■ **What the task requires**: Exactly and in full, give the records again.

+++ Materials provided +++

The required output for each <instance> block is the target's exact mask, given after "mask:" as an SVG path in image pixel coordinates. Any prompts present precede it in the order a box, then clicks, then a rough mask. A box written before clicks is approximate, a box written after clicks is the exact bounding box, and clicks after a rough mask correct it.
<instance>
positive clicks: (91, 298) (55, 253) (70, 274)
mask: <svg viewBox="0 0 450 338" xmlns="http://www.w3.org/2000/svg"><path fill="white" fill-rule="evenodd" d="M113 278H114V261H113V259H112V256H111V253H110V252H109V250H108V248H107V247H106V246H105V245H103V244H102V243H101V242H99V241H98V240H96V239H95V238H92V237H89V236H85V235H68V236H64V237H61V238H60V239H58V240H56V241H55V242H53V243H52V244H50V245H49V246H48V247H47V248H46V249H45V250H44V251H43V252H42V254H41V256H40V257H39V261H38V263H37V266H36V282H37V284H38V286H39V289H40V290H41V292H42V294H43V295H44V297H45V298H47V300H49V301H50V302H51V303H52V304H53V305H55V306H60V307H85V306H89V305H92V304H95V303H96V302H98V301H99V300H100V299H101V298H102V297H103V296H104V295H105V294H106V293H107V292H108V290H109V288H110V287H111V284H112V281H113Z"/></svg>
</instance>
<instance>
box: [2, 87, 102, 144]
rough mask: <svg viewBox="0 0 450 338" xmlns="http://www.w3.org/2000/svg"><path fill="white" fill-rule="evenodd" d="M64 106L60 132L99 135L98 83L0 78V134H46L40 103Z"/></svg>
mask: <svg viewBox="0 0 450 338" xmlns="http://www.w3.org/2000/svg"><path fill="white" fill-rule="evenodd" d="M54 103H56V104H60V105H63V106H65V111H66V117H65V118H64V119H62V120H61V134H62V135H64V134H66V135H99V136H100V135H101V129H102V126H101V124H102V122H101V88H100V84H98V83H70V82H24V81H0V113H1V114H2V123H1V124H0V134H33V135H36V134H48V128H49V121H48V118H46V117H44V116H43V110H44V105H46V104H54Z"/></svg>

+++

■ **Answer for this exercise**:
The required output for each <instance> block is the target's exact mask, given after "mask:" as an SVG path in image pixel coordinates. Any prompts present precede it in the order a box, then clicks, then a rough mask. A box written before clicks is approximate, a box written after clicks is the exact bounding box, and clicks after a rough mask correct it.
<instance>
positive clicks: (91, 298) (55, 253) (70, 274)
mask: <svg viewBox="0 0 450 338" xmlns="http://www.w3.org/2000/svg"><path fill="white" fill-rule="evenodd" d="M113 278H114V261H113V259H112V256H111V253H110V252H109V250H108V248H107V247H106V246H105V245H103V244H102V243H101V242H99V241H98V240H96V239H95V238H92V237H89V236H85V235H68V236H64V237H61V238H60V239H58V240H56V241H55V242H53V243H52V244H50V245H49V246H48V247H47V248H46V249H45V250H44V251H43V252H42V254H41V256H40V257H39V261H38V263H37V266H36V282H37V284H38V286H39V289H40V290H41V292H42V294H43V295H44V297H45V298H47V300H49V301H50V302H51V303H52V304H53V305H55V306H60V307H85V306H89V305H92V304H95V303H96V302H98V301H99V300H100V299H101V298H102V297H103V296H104V295H105V294H106V293H107V292H108V290H109V288H110V287H111V284H112V281H113Z"/></svg>
</instance>
<instance>
box: [2, 87, 102, 144]
rough mask: <svg viewBox="0 0 450 338" xmlns="http://www.w3.org/2000/svg"><path fill="white" fill-rule="evenodd" d="M64 106L60 132L99 135L98 83L0 78V134H46L40 103Z"/></svg>
mask: <svg viewBox="0 0 450 338" xmlns="http://www.w3.org/2000/svg"><path fill="white" fill-rule="evenodd" d="M54 103H56V104H60V105H63V106H65V111H66V117H65V118H64V119H62V120H61V134H62V135H64V134H66V135H99V136H100V135H101V129H102V126H101V124H102V122H101V88H100V84H98V83H70V82H24V81H0V113H1V114H2V123H1V124H0V134H33V135H36V134H48V128H49V121H48V118H46V117H44V116H43V110H44V105H46V104H54Z"/></svg>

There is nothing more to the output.